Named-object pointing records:
[START]

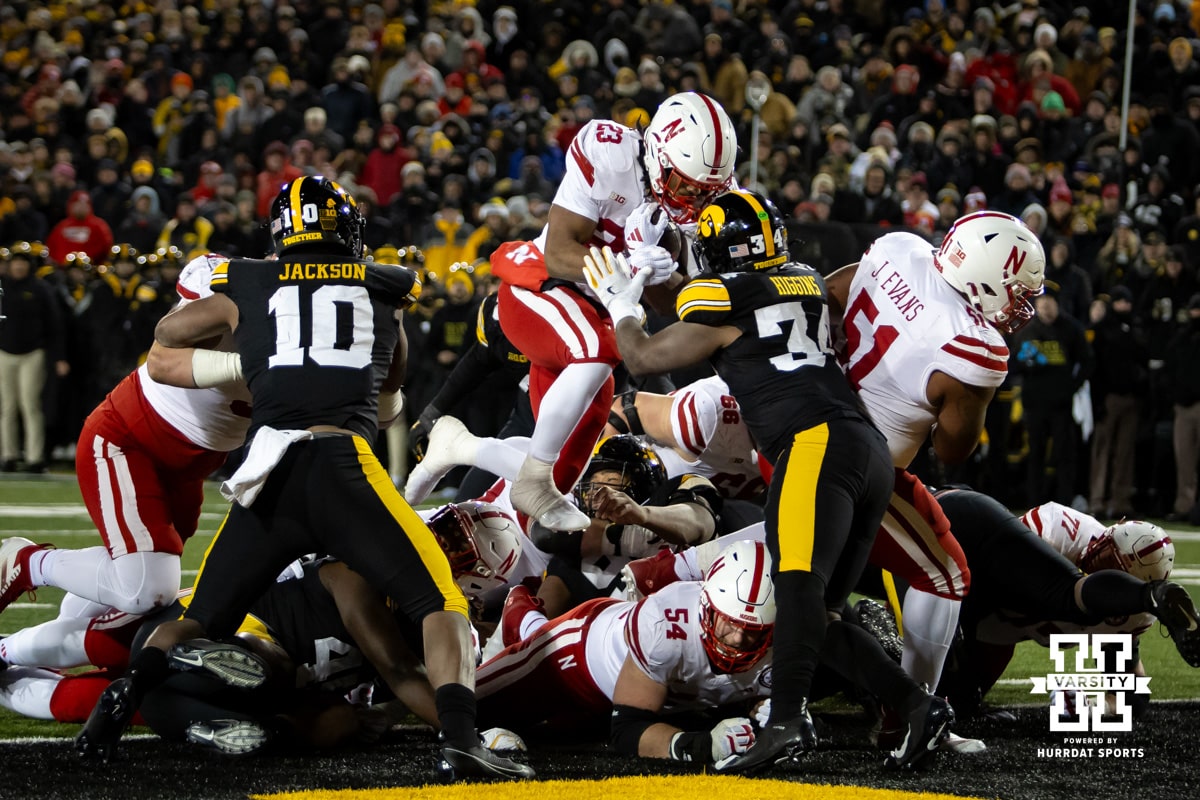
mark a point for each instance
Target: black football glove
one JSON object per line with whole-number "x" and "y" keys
{"x": 419, "y": 434}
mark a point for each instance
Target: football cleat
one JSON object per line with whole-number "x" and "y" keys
{"x": 1177, "y": 613}
{"x": 107, "y": 722}
{"x": 229, "y": 737}
{"x": 15, "y": 581}
{"x": 478, "y": 762}
{"x": 929, "y": 725}
{"x": 777, "y": 744}
{"x": 229, "y": 663}
{"x": 875, "y": 618}
{"x": 450, "y": 445}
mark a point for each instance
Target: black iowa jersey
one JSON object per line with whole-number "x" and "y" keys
{"x": 316, "y": 336}
{"x": 781, "y": 370}
{"x": 303, "y": 619}
{"x": 499, "y": 349}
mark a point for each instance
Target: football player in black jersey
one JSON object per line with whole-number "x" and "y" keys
{"x": 763, "y": 324}
{"x": 323, "y": 356}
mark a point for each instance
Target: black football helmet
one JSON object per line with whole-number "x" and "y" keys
{"x": 742, "y": 232}
{"x": 316, "y": 210}
{"x": 640, "y": 468}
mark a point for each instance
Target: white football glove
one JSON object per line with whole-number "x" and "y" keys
{"x": 610, "y": 278}
{"x": 653, "y": 259}
{"x": 502, "y": 740}
{"x": 646, "y": 226}
{"x": 731, "y": 738}
{"x": 762, "y": 713}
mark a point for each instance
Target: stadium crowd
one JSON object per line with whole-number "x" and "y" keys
{"x": 138, "y": 134}
{"x": 528, "y": 200}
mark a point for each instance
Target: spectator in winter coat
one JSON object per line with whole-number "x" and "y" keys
{"x": 82, "y": 230}
{"x": 381, "y": 172}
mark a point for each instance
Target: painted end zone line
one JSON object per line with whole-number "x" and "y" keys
{"x": 67, "y": 740}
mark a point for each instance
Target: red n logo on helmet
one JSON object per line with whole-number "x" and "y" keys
{"x": 671, "y": 128}
{"x": 1015, "y": 262}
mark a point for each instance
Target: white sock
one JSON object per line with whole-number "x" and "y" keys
{"x": 563, "y": 405}
{"x": 28, "y": 691}
{"x": 929, "y": 625}
{"x": 136, "y": 583}
{"x": 531, "y": 623}
{"x": 502, "y": 457}
{"x": 57, "y": 644}
{"x": 36, "y": 573}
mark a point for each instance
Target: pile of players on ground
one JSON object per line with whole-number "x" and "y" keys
{"x": 643, "y": 558}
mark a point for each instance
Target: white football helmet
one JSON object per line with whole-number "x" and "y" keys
{"x": 481, "y": 542}
{"x": 738, "y": 590}
{"x": 690, "y": 148}
{"x": 997, "y": 263}
{"x": 1140, "y": 548}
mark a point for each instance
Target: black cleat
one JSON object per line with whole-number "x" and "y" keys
{"x": 1175, "y": 609}
{"x": 229, "y": 737}
{"x": 478, "y": 762}
{"x": 229, "y": 663}
{"x": 777, "y": 744}
{"x": 929, "y": 725}
{"x": 106, "y": 725}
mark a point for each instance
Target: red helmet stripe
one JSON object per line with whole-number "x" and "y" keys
{"x": 717, "y": 127}
{"x": 756, "y": 578}
{"x": 1153, "y": 546}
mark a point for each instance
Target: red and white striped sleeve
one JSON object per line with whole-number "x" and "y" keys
{"x": 978, "y": 358}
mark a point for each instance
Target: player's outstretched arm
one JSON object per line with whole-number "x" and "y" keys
{"x": 568, "y": 236}
{"x": 960, "y": 416}
{"x": 675, "y": 347}
{"x": 197, "y": 322}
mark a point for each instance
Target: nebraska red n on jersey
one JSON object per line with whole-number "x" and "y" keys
{"x": 904, "y": 322}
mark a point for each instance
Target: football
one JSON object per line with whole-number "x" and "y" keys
{"x": 675, "y": 241}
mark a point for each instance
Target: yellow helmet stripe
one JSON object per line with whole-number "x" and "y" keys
{"x": 295, "y": 204}
{"x": 765, "y": 218}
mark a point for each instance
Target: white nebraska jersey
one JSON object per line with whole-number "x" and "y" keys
{"x": 903, "y": 323}
{"x": 214, "y": 419}
{"x": 1069, "y": 533}
{"x": 603, "y": 181}
{"x": 1063, "y": 528}
{"x": 706, "y": 421}
{"x": 663, "y": 635}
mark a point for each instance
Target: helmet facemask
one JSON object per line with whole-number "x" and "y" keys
{"x": 738, "y": 601}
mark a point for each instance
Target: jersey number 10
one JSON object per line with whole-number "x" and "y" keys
{"x": 341, "y": 328}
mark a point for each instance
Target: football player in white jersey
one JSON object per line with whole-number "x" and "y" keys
{"x": 1073, "y": 576}
{"x": 694, "y": 645}
{"x": 924, "y": 349}
{"x": 622, "y": 188}
{"x": 142, "y": 459}
{"x": 696, "y": 429}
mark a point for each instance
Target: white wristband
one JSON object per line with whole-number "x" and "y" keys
{"x": 624, "y": 308}
{"x": 215, "y": 368}
{"x": 390, "y": 405}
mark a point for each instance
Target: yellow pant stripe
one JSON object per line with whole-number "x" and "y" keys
{"x": 798, "y": 499}
{"x": 418, "y": 533}
{"x": 889, "y": 589}
{"x": 211, "y": 543}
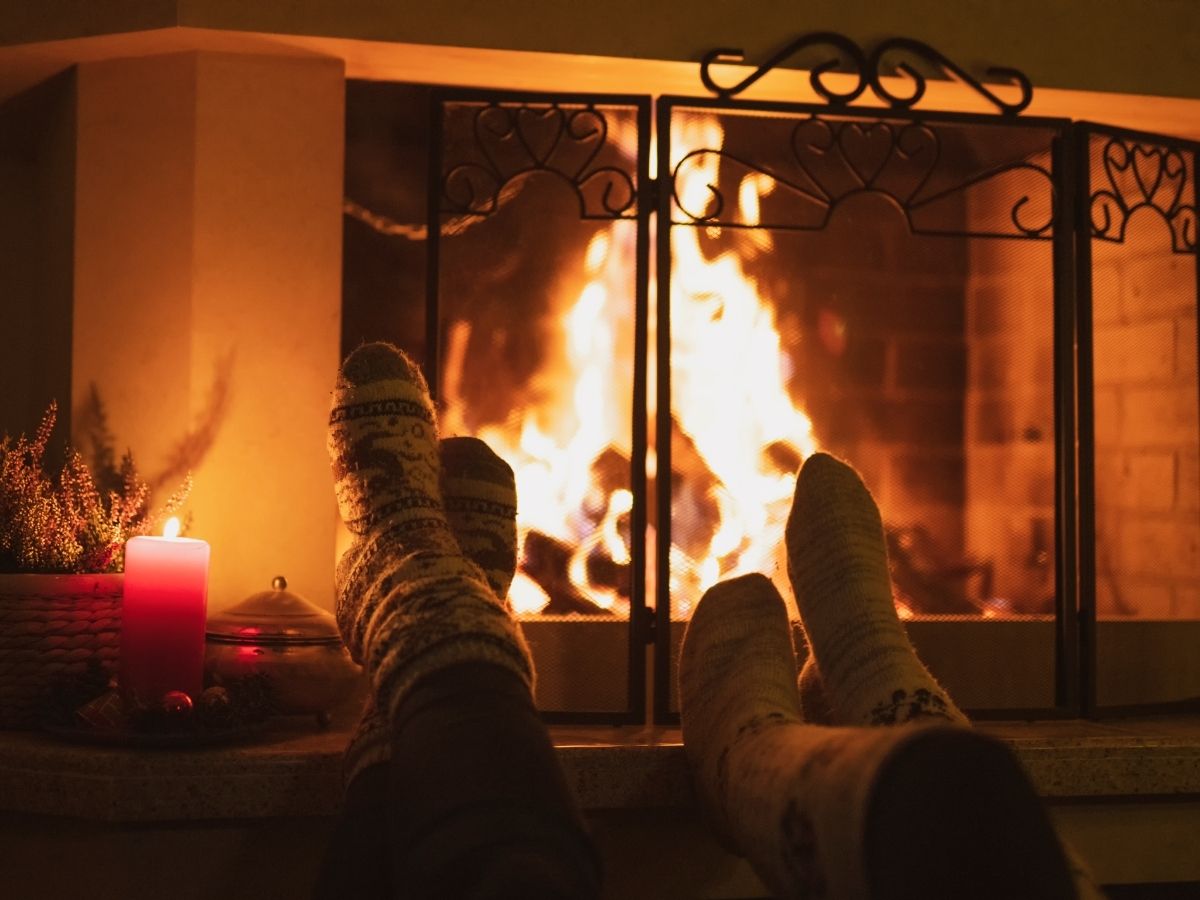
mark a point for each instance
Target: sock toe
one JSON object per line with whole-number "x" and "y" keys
{"x": 480, "y": 497}
{"x": 952, "y": 814}
{"x": 376, "y": 363}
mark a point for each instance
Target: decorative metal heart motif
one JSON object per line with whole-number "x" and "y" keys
{"x": 1147, "y": 169}
{"x": 867, "y": 150}
{"x": 539, "y": 132}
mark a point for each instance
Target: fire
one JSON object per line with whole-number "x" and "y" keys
{"x": 729, "y": 401}
{"x": 729, "y": 376}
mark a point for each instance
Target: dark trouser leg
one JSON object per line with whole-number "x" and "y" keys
{"x": 480, "y": 808}
{"x": 474, "y": 805}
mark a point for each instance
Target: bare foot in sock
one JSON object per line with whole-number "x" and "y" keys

[END]

WHAT YOU NEED TO DO: Collect every line of the entries above that contains the string "white", and copy each one out in full. The match is case-sensitive.

ANSWER BELOW:
Target: white football glove
Target: white sock
Target: white football helmet
Target: red and white striped sleeve
Target: white nebraska jersey
Target: football player in white jersey
Target: white wristband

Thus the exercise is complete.